Activity: Print the listing below exactly, leaving nothing out.
** Entries supplied follows **
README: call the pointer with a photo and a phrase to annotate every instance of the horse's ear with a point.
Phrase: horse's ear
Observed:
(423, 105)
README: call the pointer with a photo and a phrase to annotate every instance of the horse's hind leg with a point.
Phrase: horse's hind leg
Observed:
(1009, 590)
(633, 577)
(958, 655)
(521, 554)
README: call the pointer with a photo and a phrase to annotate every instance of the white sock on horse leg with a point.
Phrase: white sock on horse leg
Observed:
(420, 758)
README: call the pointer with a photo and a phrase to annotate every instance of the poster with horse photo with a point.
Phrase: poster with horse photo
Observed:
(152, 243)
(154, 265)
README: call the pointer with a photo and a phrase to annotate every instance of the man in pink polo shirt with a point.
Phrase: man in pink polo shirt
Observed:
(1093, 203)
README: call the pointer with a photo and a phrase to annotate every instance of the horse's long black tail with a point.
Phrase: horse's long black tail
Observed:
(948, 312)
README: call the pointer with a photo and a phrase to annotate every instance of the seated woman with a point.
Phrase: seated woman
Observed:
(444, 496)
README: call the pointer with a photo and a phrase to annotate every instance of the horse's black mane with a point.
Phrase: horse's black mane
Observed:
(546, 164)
** End of Entries supplied **
Problem solution:
README: call the pointer with a photo and a phrase to annotate every instance of the horse's ear with a point.
Phrase: horse's ear
Observed:
(423, 105)
README: call the pointer with a photo and a phrase to annotate every instance of the horse's hind leg with a point.
Phrase: horse's hind leg
Observed:
(1009, 590)
(633, 577)
(958, 655)
(521, 554)
README: call the pointer with a photo and a phrase to annotate every instance of the white sock on horse leg with a point.
Phrase: white sock on horse leg
Observed:
(420, 758)
README: call the pointer with a photo and a phrase to annotate every instance of the poster with horse photo with a point.
Phrase: poster with horse photo
Observed:
(152, 243)
(154, 265)
README: call the pointer with a photo and a phrase to annotate every instance of the man in pink polo shirt with a point.
Phrase: man in pink polo shirt
Observed:
(1093, 203)
README: call the pointer with a photo and a phrase to annotate every instance of the horse's long black tail with a point.
Phrase: horse's long black tail
Observed:
(948, 312)
README: call the pointer with a photo and a phrase to annotate every instance of the seated woman with a point.
Phrase: seated woman
Observed:
(444, 496)
README: call the pointer with a photo and a phrase to annotate every instance of the horse's black mane with a point.
Phrase: horse's black mane
Observed:
(546, 164)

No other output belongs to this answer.